__Action item__. A bare number is the only acceptable answer: how many lines of these entries include "granite"?

*** Opening of Data for the task ***

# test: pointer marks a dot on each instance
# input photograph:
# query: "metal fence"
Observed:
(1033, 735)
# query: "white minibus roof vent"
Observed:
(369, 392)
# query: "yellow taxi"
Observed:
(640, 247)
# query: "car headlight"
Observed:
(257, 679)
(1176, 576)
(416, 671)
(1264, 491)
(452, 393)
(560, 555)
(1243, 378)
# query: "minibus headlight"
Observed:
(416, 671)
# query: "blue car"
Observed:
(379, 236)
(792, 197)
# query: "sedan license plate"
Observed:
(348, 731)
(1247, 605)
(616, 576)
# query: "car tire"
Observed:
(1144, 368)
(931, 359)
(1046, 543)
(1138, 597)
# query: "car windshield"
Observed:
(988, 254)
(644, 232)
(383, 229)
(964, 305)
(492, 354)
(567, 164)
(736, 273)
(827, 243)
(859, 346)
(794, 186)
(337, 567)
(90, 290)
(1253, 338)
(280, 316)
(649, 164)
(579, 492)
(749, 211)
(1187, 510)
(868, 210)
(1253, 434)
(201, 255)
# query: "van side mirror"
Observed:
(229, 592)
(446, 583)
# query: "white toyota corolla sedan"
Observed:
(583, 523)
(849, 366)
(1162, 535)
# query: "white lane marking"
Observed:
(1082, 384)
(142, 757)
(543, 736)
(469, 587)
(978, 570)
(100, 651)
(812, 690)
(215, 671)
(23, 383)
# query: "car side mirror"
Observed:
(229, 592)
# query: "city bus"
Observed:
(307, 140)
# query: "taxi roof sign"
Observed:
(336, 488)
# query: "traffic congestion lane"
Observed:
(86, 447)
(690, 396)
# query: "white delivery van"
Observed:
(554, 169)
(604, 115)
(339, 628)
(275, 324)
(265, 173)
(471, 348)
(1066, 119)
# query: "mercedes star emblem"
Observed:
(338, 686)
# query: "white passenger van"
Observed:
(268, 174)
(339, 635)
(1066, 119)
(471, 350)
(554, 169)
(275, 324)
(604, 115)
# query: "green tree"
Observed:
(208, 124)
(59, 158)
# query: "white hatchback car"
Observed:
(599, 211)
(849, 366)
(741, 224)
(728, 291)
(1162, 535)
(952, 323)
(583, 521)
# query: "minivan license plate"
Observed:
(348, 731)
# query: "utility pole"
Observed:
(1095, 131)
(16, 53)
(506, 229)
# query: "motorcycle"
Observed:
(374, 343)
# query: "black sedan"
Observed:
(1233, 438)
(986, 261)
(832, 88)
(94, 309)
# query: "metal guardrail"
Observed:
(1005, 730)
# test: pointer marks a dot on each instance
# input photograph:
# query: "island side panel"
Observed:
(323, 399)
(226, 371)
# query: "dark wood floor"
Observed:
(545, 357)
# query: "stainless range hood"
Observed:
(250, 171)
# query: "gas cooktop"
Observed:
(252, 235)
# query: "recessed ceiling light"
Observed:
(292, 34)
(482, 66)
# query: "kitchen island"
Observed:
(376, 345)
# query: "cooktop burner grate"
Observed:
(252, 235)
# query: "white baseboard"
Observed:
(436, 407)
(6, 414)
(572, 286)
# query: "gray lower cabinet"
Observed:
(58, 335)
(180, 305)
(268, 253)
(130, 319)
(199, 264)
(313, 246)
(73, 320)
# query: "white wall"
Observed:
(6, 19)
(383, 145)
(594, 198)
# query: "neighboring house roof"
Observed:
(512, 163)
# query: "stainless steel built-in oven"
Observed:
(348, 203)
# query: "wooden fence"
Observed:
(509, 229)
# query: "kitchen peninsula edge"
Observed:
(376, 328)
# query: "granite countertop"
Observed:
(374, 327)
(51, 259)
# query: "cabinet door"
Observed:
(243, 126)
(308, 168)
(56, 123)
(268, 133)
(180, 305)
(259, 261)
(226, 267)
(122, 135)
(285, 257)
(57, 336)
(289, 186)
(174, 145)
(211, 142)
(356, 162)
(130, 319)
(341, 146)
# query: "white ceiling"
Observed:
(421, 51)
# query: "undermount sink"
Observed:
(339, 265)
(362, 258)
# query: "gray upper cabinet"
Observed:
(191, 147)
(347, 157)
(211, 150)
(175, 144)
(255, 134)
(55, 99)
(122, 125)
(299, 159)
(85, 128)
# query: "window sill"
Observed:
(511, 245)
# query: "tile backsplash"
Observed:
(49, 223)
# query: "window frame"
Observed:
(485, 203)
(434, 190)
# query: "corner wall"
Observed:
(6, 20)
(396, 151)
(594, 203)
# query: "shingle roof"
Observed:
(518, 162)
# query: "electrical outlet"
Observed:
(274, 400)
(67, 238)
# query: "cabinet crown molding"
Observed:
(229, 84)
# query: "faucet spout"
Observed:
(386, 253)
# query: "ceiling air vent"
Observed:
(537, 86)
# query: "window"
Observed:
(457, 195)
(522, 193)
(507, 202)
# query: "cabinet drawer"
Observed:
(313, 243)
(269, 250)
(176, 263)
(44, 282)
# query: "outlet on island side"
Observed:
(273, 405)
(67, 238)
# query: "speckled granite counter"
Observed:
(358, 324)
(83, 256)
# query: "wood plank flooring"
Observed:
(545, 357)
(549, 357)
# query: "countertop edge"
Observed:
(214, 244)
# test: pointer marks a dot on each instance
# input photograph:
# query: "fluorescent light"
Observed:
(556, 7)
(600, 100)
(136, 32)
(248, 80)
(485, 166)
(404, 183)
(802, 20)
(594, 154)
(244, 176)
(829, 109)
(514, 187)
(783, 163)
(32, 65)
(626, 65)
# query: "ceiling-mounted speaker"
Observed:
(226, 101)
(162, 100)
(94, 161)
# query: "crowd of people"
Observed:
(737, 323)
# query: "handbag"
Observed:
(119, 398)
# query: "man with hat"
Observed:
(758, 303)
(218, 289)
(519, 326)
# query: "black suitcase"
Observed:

*** Close of Data for the task ***

__Response area__. 2